:: PAGE TEXT ::
When it comes to the Mitsubishi group of companies (keiretsu), I did almost literally write the book (A History of Mitsubishi Corporation in London: 1915 to Present Day), although my focus was more on the way the pre-war Mitsubishi Goshi evolved into Mitsubishi Corporation, the trading company, and more specifically, its London office.

It’s generally perceived in Japan that the Mitsubishi keiretsu has been the most cohesive and robust of all the keiretsu (Mitsui, Sumitomo, Fuyo being the other main ones) but as you might imagine, the current Mitsubishi Motors fuel economy data manipulation scandal has put this to the test.

According to Nikkei Business magazine (April 22nd edition, not available online), the cracks are appearing.  Whereas in the previous Mitsubishi Motors crises (recalls for various defects in the 2000s) Mitsubishi Heavy, Mitsubishi Corporation and Bank of Tokyo Mitsubishi UFJ all stepped in and financial support came from Tokio Marine, Mitsubishi Electric and Mitsubishi Materials as well, this time seems different.
:::
● **SET EXERCISE A**: Reproduce the passage on the Mitsubishi keiretsu verbatim, in full.
:: DATA SUPPLIED ::
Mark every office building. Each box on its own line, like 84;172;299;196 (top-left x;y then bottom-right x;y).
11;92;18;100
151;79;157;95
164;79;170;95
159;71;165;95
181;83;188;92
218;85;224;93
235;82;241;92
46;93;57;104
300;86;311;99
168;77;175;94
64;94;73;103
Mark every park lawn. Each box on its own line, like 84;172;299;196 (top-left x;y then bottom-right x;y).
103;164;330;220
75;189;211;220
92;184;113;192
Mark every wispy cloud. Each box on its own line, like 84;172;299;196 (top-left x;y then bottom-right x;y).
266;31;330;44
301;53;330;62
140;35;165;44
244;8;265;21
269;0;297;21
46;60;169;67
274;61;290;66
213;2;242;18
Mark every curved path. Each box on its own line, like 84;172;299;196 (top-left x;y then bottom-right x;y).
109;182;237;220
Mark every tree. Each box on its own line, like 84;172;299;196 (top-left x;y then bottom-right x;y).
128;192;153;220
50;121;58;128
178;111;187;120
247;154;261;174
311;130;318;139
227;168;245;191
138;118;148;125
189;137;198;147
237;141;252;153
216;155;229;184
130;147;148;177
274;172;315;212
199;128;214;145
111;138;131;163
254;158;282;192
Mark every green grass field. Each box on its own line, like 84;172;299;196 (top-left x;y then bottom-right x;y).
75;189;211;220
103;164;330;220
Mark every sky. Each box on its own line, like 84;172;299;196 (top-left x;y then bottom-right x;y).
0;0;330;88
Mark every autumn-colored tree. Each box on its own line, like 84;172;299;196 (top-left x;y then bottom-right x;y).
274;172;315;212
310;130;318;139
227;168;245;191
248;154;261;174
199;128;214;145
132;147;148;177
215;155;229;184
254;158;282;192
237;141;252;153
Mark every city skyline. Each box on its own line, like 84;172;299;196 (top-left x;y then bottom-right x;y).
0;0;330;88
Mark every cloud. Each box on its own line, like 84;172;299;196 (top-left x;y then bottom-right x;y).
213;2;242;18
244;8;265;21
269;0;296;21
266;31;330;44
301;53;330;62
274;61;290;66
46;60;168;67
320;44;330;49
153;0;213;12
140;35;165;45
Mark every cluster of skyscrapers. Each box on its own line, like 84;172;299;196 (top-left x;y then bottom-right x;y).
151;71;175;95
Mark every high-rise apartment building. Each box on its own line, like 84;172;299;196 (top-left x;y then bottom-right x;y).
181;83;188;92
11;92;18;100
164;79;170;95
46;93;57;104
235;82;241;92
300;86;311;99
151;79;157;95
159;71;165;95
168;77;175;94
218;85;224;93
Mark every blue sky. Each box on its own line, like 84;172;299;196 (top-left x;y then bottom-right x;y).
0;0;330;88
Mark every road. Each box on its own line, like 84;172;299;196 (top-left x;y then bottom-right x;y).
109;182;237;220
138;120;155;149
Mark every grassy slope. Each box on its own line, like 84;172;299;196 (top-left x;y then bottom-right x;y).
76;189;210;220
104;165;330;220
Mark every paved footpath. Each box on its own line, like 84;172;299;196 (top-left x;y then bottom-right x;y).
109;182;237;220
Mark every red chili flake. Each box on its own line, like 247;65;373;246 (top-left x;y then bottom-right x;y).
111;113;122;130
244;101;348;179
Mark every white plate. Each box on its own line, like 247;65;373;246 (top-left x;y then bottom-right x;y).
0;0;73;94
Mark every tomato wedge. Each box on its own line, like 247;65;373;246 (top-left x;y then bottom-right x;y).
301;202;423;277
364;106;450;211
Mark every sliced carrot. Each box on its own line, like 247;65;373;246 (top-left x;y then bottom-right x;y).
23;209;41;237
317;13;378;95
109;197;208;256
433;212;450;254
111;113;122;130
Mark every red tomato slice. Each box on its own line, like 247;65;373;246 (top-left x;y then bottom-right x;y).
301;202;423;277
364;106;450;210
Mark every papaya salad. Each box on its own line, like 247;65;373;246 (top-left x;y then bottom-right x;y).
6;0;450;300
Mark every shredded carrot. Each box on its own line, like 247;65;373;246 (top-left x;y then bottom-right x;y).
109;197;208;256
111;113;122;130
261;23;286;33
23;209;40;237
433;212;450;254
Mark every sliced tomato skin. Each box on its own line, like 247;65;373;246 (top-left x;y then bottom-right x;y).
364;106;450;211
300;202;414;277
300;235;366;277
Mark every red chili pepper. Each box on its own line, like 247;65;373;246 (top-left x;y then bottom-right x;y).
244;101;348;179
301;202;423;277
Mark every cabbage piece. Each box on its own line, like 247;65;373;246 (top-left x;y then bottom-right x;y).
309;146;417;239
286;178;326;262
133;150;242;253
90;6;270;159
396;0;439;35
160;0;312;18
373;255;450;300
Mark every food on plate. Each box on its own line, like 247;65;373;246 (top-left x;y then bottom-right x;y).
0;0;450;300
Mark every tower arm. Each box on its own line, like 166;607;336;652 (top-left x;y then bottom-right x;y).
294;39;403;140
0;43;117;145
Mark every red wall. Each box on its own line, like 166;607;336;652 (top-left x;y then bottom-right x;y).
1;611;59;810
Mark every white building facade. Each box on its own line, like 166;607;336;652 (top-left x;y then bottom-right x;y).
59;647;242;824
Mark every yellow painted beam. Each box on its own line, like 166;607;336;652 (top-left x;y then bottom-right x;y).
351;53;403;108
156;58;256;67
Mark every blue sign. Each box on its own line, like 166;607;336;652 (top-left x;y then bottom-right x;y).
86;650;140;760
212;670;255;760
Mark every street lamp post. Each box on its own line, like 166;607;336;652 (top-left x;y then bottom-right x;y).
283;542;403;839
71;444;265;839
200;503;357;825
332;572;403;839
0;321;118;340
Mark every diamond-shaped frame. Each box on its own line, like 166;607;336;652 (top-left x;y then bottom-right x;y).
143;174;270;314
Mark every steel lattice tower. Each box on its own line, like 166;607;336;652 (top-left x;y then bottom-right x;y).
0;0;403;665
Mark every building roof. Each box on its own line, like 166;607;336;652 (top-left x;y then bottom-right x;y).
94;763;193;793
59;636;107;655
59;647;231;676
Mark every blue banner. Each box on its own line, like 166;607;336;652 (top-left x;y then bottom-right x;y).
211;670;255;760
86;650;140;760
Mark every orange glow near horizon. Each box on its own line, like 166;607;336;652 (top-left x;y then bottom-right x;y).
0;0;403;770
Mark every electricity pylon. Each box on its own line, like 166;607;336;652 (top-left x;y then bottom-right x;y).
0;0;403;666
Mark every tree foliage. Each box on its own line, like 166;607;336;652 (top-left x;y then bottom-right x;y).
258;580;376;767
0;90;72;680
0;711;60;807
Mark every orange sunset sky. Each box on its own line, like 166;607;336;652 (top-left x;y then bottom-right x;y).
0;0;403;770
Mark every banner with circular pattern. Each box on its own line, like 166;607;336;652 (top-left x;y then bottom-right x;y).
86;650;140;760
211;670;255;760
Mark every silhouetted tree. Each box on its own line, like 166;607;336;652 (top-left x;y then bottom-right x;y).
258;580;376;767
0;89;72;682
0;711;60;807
:::
● **SET EXERCISE B**: From the records, gather each line that contains the string "chili".

● **ANSWER A**:
When it comes to the Mitsubishi group of companies (keiretsu), I did almost literally write the book (A History of Mitsubishi Corporation in London: 1915 to Present Day), although my focus was more on the way the pre-war Mitsubishi Goshi evolved into Mitsubishi Corporation, the trading company, and more specifically, its London office.

It’s generally perceived in Japan that the Mitsubishi keiretsu has been the most cohesive and robust of all the keiretsu (Mitsui, Sumitomo, Fuyo being the other main ones) but as you might imagine, the current Mitsubishi Motors fuel economy data manipulation scandal has put this to the test.

According to Nikkei Business magazine (April 22nd edition, not available online), the cracks are appearing.  Whereas in the previous Mitsubishi Motors crises (recalls for various defects in the 2000s) Mitsubishi Heavy, Mitsubishi Corporation and Bank of Tokyo Mitsubishi UFJ all stepped in and financial support came from Tokio Marine, Mitsubishi Electric and Mitsubishi Materials as well, this time seems different.

● **ANSWER B**:
Mark every red chili flake. Each box on its own line, like 247;65;373;246 (top-left x;y then bottom-right x;y).
Mark every red chili pepper. Each box on its own line, like 247;65;373;246 (top-left x;y then bottom-right x;y).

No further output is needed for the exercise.